Stored data
######

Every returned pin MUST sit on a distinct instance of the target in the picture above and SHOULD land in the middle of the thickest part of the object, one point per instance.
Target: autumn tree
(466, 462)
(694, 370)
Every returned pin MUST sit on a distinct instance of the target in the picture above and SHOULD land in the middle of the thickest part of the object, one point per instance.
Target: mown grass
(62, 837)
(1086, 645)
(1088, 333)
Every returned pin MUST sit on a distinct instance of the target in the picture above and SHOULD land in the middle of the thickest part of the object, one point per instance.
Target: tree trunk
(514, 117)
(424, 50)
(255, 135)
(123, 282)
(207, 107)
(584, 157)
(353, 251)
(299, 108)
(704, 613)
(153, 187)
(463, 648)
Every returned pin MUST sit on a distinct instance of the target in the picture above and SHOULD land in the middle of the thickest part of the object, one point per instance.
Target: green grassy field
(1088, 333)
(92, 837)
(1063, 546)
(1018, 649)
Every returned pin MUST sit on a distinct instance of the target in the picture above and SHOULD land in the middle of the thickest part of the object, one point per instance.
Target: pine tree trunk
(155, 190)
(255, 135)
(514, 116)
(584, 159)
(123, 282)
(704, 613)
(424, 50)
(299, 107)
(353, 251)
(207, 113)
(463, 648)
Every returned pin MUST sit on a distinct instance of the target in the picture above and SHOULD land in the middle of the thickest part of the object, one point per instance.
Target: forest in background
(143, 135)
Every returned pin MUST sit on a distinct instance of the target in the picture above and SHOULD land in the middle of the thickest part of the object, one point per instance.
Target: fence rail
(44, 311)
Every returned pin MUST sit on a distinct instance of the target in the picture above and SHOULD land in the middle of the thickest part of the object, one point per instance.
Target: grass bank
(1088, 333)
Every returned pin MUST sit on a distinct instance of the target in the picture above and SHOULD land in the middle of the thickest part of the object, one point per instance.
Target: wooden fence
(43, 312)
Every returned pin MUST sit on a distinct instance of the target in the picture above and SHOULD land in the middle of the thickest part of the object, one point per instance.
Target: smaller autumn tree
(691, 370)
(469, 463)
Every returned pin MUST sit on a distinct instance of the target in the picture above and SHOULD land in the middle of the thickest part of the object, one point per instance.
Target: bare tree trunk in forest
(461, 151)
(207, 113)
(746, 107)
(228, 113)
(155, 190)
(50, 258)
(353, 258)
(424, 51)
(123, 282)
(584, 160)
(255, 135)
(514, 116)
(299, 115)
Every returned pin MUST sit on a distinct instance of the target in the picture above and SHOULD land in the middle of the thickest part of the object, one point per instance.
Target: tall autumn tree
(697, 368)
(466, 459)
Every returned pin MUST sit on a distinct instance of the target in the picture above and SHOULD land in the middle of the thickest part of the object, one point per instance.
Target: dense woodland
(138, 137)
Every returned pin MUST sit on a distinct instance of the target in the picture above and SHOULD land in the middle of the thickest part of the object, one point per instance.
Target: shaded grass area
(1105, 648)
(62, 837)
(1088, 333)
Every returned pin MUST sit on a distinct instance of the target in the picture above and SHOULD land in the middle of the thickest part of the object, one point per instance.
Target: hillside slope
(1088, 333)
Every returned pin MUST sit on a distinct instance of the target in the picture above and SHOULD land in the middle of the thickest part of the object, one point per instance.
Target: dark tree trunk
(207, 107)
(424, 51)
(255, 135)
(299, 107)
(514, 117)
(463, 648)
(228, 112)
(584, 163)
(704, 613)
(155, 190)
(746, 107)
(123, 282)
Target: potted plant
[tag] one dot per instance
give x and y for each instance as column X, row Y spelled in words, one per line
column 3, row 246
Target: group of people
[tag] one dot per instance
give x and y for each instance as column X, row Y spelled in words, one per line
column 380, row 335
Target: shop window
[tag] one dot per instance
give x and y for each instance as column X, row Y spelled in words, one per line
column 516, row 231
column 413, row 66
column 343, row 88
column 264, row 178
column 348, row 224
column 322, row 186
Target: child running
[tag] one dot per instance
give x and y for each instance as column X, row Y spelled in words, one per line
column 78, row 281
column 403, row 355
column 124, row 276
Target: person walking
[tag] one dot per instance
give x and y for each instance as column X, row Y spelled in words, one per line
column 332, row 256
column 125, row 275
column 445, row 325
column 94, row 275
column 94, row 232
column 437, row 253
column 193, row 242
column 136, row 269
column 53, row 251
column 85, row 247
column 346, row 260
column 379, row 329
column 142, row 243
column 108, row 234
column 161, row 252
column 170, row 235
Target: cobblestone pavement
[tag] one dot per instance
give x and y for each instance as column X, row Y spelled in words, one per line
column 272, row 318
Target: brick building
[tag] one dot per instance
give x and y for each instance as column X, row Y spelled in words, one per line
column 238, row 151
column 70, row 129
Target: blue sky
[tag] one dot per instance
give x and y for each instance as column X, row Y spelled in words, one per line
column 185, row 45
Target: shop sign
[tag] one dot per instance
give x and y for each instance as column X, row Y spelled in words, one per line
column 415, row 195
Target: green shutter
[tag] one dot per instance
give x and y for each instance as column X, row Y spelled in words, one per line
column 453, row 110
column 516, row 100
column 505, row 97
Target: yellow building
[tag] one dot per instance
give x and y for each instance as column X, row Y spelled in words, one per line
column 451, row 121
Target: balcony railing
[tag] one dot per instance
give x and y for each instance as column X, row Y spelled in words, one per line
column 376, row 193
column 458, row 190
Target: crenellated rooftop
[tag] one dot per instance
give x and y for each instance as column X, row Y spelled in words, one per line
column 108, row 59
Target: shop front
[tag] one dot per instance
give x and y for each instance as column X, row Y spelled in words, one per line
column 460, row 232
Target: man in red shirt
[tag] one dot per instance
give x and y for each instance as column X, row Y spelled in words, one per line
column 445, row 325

######

» WORK REQUEST: Your task is to retype the data exactly, with no line missing.

» EXERCISE SOLUTION:
Every returned pin MUST sit on a distinct instance of the target in the picture above and SHOULD land in the middle of the thickest part of the object, one point per instance.
Target: autumn tree
(466, 462)
(694, 370)
Every returned pin MUST sit on a distinct instance of the target in the picture above and SHOULD land in the middle of the thickest part of the object, one point per instance.
Target: mown grass
(62, 837)
(1086, 645)
(1088, 333)
Every returned pin MUST sit on a distinct instance of the target in the picture above and SHOULD land in the middle of the thickest part of the object, one point per instance.
Target: tree trunk
(514, 117)
(424, 50)
(255, 135)
(123, 282)
(207, 107)
(584, 157)
(353, 251)
(299, 108)
(704, 613)
(153, 187)
(463, 648)
Every returned pin MUST sit on a distinct instance of the target in the picture above and SHOULD land in the middle of the thickest part of the object, one point per instance.
Target: green grassy field
(1088, 333)
(92, 837)
(1063, 546)
(1018, 649)
Every returned pin MUST sit on a distinct instance of the target in the picture above and SHOULD land in the middle of the thickest part of the object, one point per instance.
Target: pine tree trunk
(155, 190)
(255, 135)
(514, 116)
(584, 159)
(123, 282)
(704, 613)
(424, 50)
(299, 107)
(353, 251)
(207, 113)
(463, 648)
Every returned pin MUST sit on a distinct instance of the target in the picture above and SHOULD land in the middle of the thickest part of the object, one point per instance.
Target: forest in background
(143, 135)
Every returned pin MUST sit on a distinct instance of the target in the picture above and SHOULD land in the middle of the thickest part of the object, one point per instance.
Target: fence rail
(44, 311)
Every returned pin MUST sit on a distinct instance of the target in the picture above and SHOULD land in the middle of the thickest part of the object, one point per instance.
Target: grass bank
(1088, 333)
Every returned pin MUST sit on a distinct instance of the target in the picture above and SHOULD land in the middle of the thickest part of the object, one point per instance.
Target: wooden fence
(43, 312)
Every returned pin MUST sit on a distinct instance of the target in the picture above and SHOULD land in the middle of the thickest part of the object, one point per instance.
Target: smaller autumn tree
(691, 370)
(469, 463)
Every returned pin MUST sit on a distinct instance of the target in the picture above and SHOULD land in the middle of the thickest part of the object, one point per instance.
Target: bare tree trunk in forest
(461, 151)
(207, 113)
(746, 107)
(228, 113)
(155, 190)
(50, 258)
(353, 258)
(424, 51)
(123, 282)
(584, 160)
(255, 135)
(514, 116)
(299, 115)
Every returned pin MUST sit on a distinct instance of the target in the picture above and SHOULD land in the middle of the thickest part of the object, one point per instance.
Target: tall autumn tree
(697, 368)
(466, 459)
Every returned pin MUST sit on a distinct instance of the target in the picture above and SHOULD land in the middle of the thickest part of the object, one point per instance.
Target: dense woodland
(138, 137)
Every returned pin MUST sit on a distinct instance of the target in the picture above and SHOULD land in the middle of the thickest part of the object, one point per instance.
Target: shaded grass area
(1105, 648)
(62, 837)
(1088, 333)
Every returned pin MUST sit on a distinct instance of the target in the picture above and SHOULD land in the middle of the thickest part of the object, one point per instance.
Target: hillside slope
(1088, 333)
Every returned pin MUST sit on a distinct instance of the target in the picture above and SHOULD land in the middle of the thickest part of the object, one point per instance.
Target: dark tree trunk
(207, 107)
(424, 51)
(255, 135)
(299, 107)
(514, 117)
(463, 648)
(228, 112)
(584, 163)
(704, 613)
(155, 190)
(746, 107)
(123, 282)
Target: potted plant
[tag] one dot per instance
give x and y for each instance as column X, row Y spelled in words, one per line
column 3, row 246
Target: group of people
[tag] one dot per instance
give x and y for each instance as column X, row Y spelled in words, one per line
column 380, row 335
Target: shop window
[tag] one dot per instance
give x and y for each instance as column X, row Y spelled in words, one per line
column 516, row 231
column 413, row 66
column 343, row 88
column 264, row 178
column 348, row 224
column 322, row 186
Target: child running
[tag] one dot per instance
give x and y for each instance as column X, row Y spelled in words, one per line
column 78, row 281
column 403, row 355
column 124, row 276
Target: person walking
[tag] one dot per instance
give x and y for each instance as column X, row Y spelled in words, one per line
column 332, row 256
column 125, row 275
column 445, row 325
column 94, row 275
column 94, row 232
column 437, row 253
column 193, row 242
column 136, row 269
column 53, row 251
column 85, row 247
column 346, row 260
column 379, row 329
column 142, row 243
column 108, row 234
column 161, row 252
column 170, row 235
Target: cobblestone pavement
[tag] one dot per instance
give x and y for each instance as column X, row Y spelled in words, one per line
column 272, row 318
Target: brick building
[tag] one dot per instance
give x and y for each instance as column X, row Y spelled in words, one per line
column 238, row 151
column 70, row 129
Target: blue sky
[tag] one dot per instance
give x and y for each instance as column X, row Y spelled in words, one per line
column 185, row 45
Target: shop sign
[tag] one dot per instance
give x and y for each instance as column X, row Y spelled in words, one per line
column 415, row 195
Target: green shutter
[tag] one dot per instance
give x and y for each instance as column X, row Y spelled in words, one per line
column 453, row 110
column 516, row 100
column 505, row 97
Target: yellow building
[tag] one dot per instance
give x and y for each instance as column X, row Y spelled in words, one per line
column 451, row 121
Target: balcony railing
[tag] one dot per instance
give x and y for each instance as column X, row Y spelled in words, one per line
column 376, row 193
column 458, row 190
Target: crenellated rooftop
[tag] one dot per instance
give x and y for each instance as column X, row Y spelled in words, one per line
column 108, row 59
Target: shop front
[tag] one dot per instance
give x and y for each instance as column X, row Y spelled in words, one per line
column 460, row 232
Target: man in red shirt
[tag] one dot per instance
give x and y for each instance as column X, row Y spelled in words, one per line
column 445, row 325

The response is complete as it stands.